# Exercise
Only the lines from the one containing "Q: For the player's fingers" through the end of the data below should be copied, each exactly as written and with both ends kept.

------------------------------------------------------------

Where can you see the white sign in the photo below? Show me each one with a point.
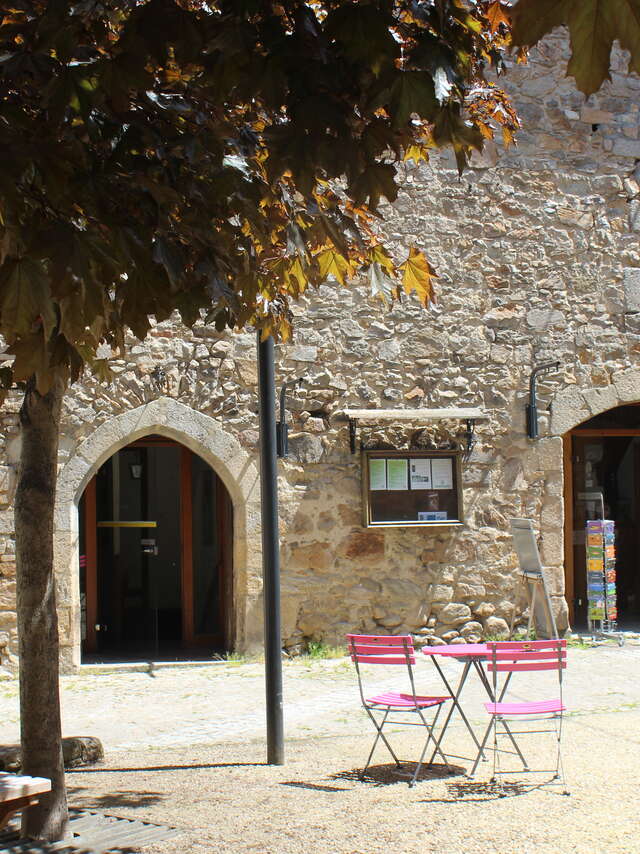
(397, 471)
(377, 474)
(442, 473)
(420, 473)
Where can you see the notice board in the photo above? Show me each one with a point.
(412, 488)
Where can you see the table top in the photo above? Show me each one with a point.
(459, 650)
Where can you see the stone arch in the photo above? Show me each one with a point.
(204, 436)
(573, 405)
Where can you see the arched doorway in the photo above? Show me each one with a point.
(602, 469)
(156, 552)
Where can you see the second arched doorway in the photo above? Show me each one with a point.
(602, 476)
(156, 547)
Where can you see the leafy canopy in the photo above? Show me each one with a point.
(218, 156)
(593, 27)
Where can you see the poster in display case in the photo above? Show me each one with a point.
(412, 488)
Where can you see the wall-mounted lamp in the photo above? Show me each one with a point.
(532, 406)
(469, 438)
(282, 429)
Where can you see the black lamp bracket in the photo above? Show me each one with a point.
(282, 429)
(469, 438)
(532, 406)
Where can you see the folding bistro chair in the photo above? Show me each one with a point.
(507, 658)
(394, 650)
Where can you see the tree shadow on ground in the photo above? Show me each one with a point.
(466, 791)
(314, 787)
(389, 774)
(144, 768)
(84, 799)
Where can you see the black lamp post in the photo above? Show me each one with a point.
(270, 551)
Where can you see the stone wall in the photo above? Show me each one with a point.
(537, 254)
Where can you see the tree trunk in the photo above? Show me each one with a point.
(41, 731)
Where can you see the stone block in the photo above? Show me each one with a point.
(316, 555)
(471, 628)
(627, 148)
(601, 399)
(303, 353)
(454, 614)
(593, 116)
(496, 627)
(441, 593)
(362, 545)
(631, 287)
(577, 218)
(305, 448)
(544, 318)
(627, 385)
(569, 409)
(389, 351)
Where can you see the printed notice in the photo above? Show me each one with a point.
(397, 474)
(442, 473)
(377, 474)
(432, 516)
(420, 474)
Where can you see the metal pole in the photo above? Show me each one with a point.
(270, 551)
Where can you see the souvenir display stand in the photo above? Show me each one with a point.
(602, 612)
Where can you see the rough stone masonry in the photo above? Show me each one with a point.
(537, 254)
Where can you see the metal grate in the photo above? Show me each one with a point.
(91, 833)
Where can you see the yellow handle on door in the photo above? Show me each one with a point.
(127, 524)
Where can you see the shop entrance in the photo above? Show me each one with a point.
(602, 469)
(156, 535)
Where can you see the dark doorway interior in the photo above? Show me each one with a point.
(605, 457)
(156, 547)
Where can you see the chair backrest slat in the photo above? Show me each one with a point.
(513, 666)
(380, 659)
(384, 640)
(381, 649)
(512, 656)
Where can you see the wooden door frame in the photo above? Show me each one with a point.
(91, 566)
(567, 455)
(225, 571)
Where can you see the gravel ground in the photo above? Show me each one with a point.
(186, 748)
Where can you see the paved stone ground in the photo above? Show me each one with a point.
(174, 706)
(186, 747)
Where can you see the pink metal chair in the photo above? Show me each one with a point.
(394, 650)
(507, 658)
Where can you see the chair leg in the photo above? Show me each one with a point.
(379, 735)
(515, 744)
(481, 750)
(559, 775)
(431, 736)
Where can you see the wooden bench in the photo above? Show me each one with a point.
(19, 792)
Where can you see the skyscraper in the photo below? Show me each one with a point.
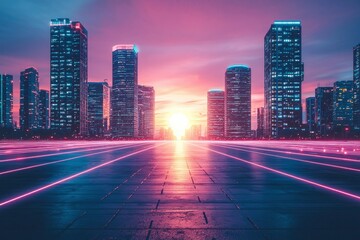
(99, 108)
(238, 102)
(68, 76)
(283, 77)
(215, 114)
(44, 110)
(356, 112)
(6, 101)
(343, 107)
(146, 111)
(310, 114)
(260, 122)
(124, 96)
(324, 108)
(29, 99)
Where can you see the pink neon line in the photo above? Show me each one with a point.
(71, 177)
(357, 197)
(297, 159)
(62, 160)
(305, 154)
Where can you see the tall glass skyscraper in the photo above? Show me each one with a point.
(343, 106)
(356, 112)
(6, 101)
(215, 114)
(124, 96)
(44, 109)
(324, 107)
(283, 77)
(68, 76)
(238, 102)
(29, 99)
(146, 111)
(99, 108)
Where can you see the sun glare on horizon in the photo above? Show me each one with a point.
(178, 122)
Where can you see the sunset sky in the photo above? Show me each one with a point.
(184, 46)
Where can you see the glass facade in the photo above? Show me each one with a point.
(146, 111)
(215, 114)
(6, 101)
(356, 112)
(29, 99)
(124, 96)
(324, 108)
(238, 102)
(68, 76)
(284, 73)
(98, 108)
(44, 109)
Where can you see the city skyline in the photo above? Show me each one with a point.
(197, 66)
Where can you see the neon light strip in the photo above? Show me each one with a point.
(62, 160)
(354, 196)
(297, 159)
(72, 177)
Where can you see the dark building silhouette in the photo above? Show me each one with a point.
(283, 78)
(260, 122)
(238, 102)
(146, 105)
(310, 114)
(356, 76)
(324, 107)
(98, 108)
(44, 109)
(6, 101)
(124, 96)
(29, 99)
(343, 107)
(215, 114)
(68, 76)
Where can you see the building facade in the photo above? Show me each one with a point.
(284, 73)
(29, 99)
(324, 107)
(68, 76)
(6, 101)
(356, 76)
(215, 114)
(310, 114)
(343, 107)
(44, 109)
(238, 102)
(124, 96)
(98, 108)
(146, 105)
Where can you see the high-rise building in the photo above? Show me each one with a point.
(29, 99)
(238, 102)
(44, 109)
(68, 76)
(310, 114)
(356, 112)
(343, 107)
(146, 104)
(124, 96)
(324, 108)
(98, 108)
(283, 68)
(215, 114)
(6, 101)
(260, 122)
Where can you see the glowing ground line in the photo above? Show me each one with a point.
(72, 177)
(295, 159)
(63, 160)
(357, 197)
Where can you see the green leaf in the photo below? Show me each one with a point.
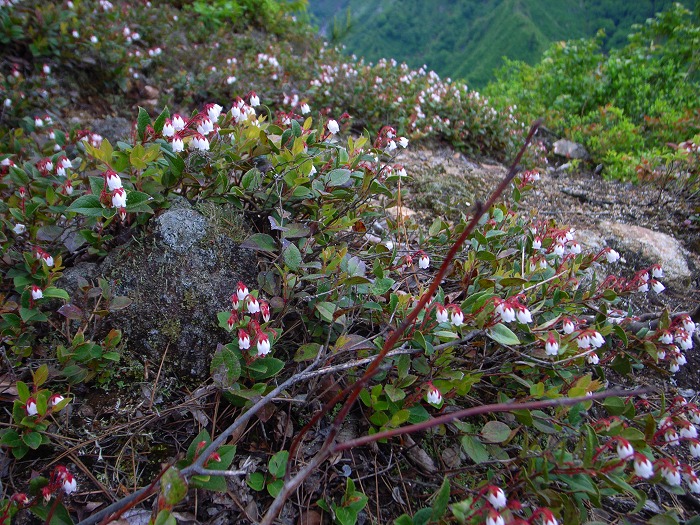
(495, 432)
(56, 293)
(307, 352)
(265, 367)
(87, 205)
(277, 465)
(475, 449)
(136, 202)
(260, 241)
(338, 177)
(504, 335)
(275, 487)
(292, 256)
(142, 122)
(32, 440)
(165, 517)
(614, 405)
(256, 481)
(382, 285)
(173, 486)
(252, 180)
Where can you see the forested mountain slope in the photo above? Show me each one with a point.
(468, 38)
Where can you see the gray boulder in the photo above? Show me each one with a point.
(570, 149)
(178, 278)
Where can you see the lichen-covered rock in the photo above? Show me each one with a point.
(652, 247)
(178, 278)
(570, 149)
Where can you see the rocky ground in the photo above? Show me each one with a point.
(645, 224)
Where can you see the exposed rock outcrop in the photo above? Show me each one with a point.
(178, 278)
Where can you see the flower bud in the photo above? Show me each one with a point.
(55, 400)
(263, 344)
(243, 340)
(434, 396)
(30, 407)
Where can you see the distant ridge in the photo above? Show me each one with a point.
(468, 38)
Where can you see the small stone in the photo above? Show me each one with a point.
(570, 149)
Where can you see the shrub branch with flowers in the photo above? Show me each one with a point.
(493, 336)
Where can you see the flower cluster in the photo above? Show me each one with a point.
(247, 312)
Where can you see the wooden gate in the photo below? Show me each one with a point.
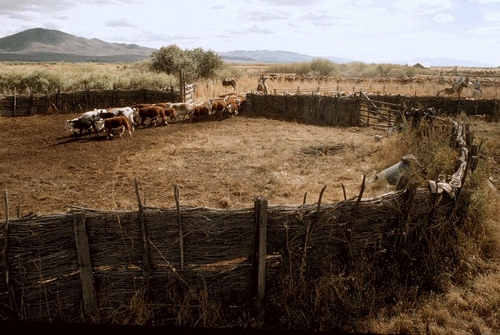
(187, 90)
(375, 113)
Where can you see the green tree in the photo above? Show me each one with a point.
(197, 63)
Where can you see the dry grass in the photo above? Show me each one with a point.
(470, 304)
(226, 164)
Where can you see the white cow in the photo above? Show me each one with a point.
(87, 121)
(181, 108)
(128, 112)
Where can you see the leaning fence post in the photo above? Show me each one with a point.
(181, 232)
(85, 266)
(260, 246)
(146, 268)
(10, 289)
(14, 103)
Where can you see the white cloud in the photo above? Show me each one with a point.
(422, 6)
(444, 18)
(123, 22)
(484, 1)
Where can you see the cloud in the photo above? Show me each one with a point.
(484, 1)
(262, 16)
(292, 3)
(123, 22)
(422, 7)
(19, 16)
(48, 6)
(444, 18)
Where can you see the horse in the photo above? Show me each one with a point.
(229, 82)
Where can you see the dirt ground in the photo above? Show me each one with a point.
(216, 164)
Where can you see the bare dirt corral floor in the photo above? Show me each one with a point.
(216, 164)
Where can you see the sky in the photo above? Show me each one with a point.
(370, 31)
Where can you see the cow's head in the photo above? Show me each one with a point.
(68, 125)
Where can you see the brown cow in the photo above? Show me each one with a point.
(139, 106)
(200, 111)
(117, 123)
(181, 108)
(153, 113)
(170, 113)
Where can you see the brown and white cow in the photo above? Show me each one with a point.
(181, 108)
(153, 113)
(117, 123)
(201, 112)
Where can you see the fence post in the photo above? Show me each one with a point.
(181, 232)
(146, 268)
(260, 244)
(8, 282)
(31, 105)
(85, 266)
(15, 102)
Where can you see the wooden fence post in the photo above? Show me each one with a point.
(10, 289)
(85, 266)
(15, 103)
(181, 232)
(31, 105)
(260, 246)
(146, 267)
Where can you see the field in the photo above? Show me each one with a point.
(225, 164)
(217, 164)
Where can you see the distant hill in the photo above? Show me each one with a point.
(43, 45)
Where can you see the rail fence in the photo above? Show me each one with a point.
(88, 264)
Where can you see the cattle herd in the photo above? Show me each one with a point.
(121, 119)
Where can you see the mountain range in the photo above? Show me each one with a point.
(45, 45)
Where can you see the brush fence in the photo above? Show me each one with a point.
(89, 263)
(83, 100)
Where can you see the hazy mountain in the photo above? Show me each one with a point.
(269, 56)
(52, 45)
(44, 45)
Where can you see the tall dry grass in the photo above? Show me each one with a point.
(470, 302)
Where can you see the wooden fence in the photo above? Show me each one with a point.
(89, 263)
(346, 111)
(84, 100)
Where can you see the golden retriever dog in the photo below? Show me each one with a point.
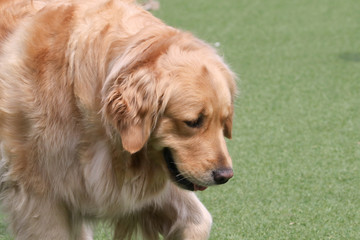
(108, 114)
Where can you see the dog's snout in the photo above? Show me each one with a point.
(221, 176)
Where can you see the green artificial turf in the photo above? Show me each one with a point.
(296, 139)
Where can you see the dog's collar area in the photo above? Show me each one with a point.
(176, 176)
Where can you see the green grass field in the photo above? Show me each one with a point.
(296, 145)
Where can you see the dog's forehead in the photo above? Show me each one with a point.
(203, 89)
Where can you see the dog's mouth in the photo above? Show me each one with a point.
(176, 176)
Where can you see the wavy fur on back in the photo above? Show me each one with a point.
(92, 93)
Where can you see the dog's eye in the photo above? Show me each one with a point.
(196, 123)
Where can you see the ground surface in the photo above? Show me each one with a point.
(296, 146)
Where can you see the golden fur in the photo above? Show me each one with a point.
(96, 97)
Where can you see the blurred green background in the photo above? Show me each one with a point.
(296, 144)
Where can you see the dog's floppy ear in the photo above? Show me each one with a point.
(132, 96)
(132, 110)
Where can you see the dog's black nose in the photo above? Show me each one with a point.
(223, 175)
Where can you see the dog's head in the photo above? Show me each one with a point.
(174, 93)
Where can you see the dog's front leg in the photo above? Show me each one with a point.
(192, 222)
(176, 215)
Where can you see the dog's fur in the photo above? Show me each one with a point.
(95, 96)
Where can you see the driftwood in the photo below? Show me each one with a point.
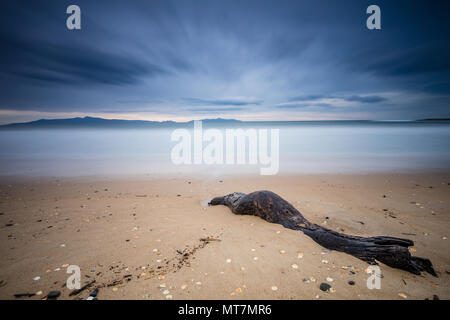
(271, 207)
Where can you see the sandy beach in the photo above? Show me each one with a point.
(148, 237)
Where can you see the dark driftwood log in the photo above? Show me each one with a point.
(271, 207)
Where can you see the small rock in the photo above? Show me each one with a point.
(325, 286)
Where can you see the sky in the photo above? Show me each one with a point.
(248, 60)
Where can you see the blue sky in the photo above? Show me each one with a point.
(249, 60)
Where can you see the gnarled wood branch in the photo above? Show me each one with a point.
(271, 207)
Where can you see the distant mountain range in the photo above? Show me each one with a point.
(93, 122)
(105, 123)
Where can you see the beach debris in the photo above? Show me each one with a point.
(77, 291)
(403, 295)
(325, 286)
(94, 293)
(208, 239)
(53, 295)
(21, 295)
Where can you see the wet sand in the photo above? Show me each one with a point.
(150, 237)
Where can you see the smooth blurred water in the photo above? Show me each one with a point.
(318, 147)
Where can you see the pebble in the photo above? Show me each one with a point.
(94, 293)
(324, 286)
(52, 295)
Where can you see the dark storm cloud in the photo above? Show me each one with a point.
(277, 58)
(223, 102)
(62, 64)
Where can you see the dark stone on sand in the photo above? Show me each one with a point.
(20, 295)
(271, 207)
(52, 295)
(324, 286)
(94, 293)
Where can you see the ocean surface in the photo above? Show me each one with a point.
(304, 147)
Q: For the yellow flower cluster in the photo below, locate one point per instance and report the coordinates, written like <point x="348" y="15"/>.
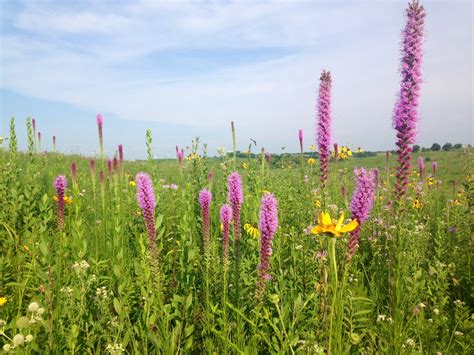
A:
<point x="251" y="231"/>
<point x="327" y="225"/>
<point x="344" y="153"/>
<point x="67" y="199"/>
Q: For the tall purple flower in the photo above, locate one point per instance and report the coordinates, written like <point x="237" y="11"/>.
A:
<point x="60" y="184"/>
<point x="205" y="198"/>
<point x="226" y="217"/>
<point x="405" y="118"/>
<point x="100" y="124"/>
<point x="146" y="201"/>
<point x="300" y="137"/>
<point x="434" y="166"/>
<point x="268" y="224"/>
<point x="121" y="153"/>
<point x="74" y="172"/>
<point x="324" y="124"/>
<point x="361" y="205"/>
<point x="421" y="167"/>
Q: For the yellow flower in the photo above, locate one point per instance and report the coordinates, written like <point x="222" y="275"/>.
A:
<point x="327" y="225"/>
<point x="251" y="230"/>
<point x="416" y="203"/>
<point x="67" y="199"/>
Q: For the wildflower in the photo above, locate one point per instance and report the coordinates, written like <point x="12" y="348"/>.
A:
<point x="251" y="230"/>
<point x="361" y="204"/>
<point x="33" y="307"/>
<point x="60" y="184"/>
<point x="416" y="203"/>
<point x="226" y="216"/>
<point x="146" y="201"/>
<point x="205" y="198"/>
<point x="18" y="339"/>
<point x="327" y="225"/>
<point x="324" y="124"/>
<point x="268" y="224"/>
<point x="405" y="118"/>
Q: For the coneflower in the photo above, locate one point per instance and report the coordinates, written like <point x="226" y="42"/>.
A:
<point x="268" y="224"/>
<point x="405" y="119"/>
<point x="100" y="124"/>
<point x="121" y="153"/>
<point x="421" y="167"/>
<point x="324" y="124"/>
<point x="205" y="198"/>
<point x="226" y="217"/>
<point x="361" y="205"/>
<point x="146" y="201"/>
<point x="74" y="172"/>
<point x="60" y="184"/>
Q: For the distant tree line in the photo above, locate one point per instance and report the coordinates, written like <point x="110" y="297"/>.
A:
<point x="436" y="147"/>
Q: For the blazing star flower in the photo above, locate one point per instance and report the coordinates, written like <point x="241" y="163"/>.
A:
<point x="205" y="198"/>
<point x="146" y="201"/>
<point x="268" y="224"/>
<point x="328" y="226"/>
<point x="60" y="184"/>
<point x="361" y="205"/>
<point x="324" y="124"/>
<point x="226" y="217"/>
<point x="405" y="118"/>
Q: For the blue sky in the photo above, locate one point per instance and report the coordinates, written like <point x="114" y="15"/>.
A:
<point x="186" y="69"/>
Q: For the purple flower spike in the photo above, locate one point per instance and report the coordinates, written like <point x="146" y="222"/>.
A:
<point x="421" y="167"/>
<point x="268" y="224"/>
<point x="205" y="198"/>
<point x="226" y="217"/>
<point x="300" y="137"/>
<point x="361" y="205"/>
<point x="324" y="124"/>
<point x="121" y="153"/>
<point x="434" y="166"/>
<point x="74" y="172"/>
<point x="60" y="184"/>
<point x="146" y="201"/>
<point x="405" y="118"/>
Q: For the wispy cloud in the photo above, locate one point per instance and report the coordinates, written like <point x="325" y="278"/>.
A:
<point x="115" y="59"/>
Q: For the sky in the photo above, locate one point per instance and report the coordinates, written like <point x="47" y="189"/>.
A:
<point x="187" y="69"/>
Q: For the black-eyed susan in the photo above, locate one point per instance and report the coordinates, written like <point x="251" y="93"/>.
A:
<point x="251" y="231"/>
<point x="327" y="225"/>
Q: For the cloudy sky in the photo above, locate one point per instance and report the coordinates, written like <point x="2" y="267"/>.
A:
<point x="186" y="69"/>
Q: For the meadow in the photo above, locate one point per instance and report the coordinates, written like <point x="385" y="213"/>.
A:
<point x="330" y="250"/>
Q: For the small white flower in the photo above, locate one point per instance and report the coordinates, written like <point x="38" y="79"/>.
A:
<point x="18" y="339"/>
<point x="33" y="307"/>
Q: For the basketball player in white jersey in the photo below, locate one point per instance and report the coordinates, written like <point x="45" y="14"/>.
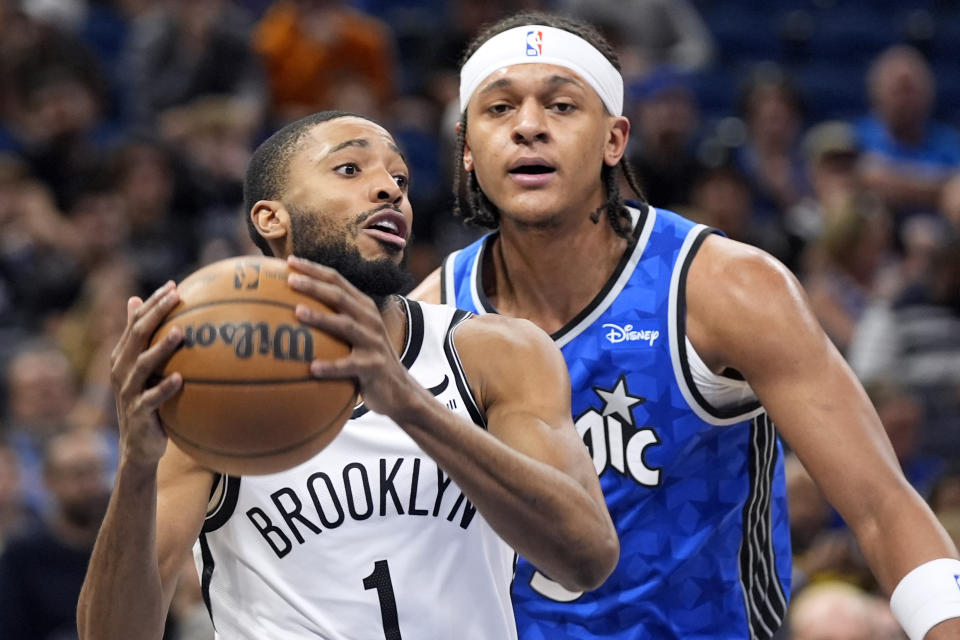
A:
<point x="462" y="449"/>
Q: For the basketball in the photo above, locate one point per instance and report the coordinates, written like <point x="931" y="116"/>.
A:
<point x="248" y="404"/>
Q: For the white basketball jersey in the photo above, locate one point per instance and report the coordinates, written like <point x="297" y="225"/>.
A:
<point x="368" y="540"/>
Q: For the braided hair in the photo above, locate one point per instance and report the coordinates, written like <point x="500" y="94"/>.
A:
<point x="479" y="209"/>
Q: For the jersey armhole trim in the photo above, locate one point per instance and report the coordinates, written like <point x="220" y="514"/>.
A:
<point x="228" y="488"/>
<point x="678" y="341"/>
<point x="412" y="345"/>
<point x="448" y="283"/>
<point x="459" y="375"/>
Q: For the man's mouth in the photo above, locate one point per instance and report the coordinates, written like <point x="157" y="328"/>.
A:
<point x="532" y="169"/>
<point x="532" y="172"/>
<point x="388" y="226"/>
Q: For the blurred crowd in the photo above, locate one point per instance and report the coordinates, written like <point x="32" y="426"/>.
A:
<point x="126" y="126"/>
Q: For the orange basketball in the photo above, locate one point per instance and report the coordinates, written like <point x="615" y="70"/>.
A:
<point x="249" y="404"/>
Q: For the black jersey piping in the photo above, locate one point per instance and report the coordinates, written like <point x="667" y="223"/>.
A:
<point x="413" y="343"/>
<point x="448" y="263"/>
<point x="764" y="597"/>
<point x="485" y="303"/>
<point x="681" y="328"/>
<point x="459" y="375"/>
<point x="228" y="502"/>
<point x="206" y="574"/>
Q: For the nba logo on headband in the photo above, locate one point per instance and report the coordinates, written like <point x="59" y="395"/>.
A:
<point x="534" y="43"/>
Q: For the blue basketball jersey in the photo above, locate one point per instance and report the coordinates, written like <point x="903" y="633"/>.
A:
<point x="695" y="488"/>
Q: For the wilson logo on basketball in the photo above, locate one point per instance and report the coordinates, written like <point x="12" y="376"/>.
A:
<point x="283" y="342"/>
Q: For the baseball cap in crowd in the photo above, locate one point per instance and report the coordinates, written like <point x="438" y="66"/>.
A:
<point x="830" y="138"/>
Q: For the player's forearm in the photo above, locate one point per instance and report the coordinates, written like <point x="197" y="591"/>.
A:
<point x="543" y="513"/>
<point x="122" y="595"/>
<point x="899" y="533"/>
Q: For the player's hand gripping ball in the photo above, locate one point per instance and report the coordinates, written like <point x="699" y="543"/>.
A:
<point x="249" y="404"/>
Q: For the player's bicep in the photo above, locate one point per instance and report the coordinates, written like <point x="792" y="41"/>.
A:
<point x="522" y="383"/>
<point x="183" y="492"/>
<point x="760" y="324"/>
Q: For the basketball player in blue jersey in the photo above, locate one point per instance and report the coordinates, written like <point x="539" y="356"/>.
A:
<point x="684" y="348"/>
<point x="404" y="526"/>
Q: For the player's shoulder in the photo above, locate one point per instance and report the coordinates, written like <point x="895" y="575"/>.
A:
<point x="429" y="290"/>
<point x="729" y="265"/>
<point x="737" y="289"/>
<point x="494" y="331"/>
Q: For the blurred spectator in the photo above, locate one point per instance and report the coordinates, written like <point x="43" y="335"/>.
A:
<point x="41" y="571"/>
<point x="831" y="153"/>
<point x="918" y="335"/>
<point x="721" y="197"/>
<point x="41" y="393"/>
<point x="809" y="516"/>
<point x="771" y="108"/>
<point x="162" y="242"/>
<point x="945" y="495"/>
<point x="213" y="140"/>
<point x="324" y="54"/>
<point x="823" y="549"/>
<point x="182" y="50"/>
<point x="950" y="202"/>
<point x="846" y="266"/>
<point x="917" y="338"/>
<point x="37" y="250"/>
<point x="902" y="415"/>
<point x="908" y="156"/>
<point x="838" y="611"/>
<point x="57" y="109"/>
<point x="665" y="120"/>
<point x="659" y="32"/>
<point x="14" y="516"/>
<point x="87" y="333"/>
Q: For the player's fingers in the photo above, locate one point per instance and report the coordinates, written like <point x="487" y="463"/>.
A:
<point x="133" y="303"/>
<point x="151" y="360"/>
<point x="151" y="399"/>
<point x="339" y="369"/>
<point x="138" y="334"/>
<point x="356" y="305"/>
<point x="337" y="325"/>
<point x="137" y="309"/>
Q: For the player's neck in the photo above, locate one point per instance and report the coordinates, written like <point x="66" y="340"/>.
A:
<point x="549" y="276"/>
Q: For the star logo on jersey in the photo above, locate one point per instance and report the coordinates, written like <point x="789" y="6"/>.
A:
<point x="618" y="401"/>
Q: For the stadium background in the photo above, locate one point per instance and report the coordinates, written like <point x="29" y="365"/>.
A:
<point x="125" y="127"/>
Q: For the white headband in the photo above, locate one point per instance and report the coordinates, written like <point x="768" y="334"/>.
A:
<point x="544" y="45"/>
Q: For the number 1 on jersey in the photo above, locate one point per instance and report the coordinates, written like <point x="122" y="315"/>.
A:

------------------------------------------------------------

# Answer to this exercise
Q: For the player's fingers in the photo above, locate one point per instance and report the coordinates, written like <point x="487" y="463"/>.
A:
<point x="133" y="303"/>
<point x="151" y="360"/>
<point x="151" y="399"/>
<point x="339" y="369"/>
<point x="138" y="334"/>
<point x="356" y="305"/>
<point x="337" y="325"/>
<point x="137" y="309"/>
Q: For the player's neck in the photo above, locate one point per instance and report the coordinates, written like <point x="66" y="340"/>.
A:
<point x="549" y="276"/>
Q: For the star logo on jersey in the photo above, locate one point per instance and report the coordinates, written like <point x="789" y="6"/>.
A:
<point x="618" y="401"/>
Q: For the stadium background in the photo above, locate one point per instance and report the coordinates, written like <point x="29" y="365"/>.
A:
<point x="125" y="127"/>
Q: For the white headband in the photo above, locate one point per instance and report the coordinates, written like <point x="768" y="334"/>.
A:
<point x="544" y="45"/>
Q: For the number 1 on jersey in the photo above, locate one point per instance and report the coordinates, written like <point x="122" y="315"/>.
A:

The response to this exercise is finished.